> _Problem set_
**a)** Do these statements agree with the passage on quantitative and qualitative information? (i) Sources often contain both kinds of information. (ii) Temperature is listed as an example of qualitative information. (iii) The table's information could instead be shown as a video of each student. For each one, answer yes or no and quote the words from the passage that settle it.
**b)** How would the passage on quantitative and qualitative information go on after its final sentence? Write the next part.

One of the most obvious ways to categorize information is by whether it is quantitative or qualitative. Some sources contain either quantitative information or qualitative information, but sources often contain both.

Many people first think of information as something like what’s in a table or spreadsheet of numbers and words. But information can be conveyed in more ways than textually or numerically.

Quantitative Information – Involves a measurable quantity—numbers are used. Some examples are length, mass, temperature, and time. Quantitative information is often called data, but can also be things other than numbers.

Qualitative Information – Involves a descriptive judgment using concept words instead of numbers. Gender, country name, animal species, and emotional state are examples of qualitative information.

Take a quick look at the example table below. Another way we could display the table’s numerical information is in a graphic format —listing the students’ ages or GPAs on a bar chart, for example, rather than in a list of numbers. Or, all the information in the table could be displayed instead as a video of each student giving those details about themselves.

Example: Data Table with Quantitative and Qualitative Data

This table illustrates that information can include a range of formats, including pictures.

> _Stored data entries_
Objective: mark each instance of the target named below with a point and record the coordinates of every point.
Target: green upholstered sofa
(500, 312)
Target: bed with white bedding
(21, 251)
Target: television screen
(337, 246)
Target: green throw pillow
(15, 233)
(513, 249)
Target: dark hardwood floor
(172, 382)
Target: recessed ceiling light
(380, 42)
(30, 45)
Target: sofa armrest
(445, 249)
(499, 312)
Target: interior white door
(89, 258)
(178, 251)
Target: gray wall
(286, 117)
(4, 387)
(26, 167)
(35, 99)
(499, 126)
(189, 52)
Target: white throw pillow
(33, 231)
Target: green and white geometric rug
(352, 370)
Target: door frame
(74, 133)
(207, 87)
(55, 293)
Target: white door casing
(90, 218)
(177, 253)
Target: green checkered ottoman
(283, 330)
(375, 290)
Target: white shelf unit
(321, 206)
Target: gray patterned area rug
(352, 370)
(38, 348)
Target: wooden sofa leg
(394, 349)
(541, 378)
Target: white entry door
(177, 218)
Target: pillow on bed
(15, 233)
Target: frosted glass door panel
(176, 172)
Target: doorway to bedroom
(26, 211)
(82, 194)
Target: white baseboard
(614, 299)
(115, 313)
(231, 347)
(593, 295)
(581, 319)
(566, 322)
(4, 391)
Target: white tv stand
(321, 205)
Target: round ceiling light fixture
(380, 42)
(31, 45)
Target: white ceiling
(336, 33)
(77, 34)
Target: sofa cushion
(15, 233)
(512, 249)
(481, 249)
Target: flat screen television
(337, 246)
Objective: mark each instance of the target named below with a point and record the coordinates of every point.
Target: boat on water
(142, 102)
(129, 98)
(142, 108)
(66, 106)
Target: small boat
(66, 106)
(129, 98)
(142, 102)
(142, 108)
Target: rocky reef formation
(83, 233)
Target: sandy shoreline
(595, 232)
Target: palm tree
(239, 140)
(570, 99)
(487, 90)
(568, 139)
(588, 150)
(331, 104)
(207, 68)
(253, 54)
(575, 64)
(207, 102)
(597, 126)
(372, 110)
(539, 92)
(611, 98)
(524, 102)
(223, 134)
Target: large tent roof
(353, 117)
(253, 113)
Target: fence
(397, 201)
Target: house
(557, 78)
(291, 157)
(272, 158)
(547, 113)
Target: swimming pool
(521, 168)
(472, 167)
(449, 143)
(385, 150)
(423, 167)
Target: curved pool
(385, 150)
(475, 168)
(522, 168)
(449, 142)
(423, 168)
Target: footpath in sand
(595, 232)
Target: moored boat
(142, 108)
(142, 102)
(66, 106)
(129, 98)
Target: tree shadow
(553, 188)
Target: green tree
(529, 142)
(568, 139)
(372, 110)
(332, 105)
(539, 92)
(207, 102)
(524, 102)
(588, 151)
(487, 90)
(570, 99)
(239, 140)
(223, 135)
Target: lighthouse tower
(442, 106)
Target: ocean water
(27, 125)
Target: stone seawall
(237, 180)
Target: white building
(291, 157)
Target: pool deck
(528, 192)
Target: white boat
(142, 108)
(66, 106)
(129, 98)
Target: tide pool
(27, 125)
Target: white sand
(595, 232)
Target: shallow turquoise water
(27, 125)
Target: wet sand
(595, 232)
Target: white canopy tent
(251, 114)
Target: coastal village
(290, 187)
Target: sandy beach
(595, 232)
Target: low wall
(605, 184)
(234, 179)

> _Answers provided_
**a)**
(i) Yes: "sources often contain both."
(ii) No: "Involves a measurable quantity—numbers are used. Some examples are length, mass, temperature, and time."
(iii) Yes: "all the information in the table could be displayed instead as a video of each student giving those details about themselves."

**b)**
Last Name First Name Age Rank Major Gender Current GPA Photo
Adams Grace 19 Sophomore English Female 3.78 woman with long brown hair holding a microphone
Bloomfield Erika 21 Junior Physics Female 3.89 student talking
Chow Kimmie 20 Senior Political Science Female 3.77 student holding a book in a library
Crutchfield Seth 23 Senior Psychology Male 3.58 student looking at a book in a library
Fitch Fredrick 18 Freshman Art Male 4.0 student in suit standing outside
Grover Oscar 26 Junior Biology Male 3.32 student outside with folded arms

Increasingly, other formats such as images, sound, and video may be used as information or used to convey information. Some examples:

  • A video of someone watching scenes from horror movies, with information about their heart rate and blood pressure embedded in the video. Instead of getting a description of the person’s reactions to the scenes, you can see their reactions.
  • A database of information about birds, which includes a sound file for each bird singing. Would you prefer a verbal description of a bird’s song or an audio clip?
  • A list of colors, which include an image of the actual color. Such a list is extremely helpful, especially when there are A LOT of color names.
  • A friend tells you that a new pizza place is 3 blocks away, charges $2 a slice and that the pizza is delicious. This may never be recorded, but it may be very valuable information if you’re hungry!
  • A map of Minnesota with counties shaded with different intensities of red according to the median household income of inhabitants.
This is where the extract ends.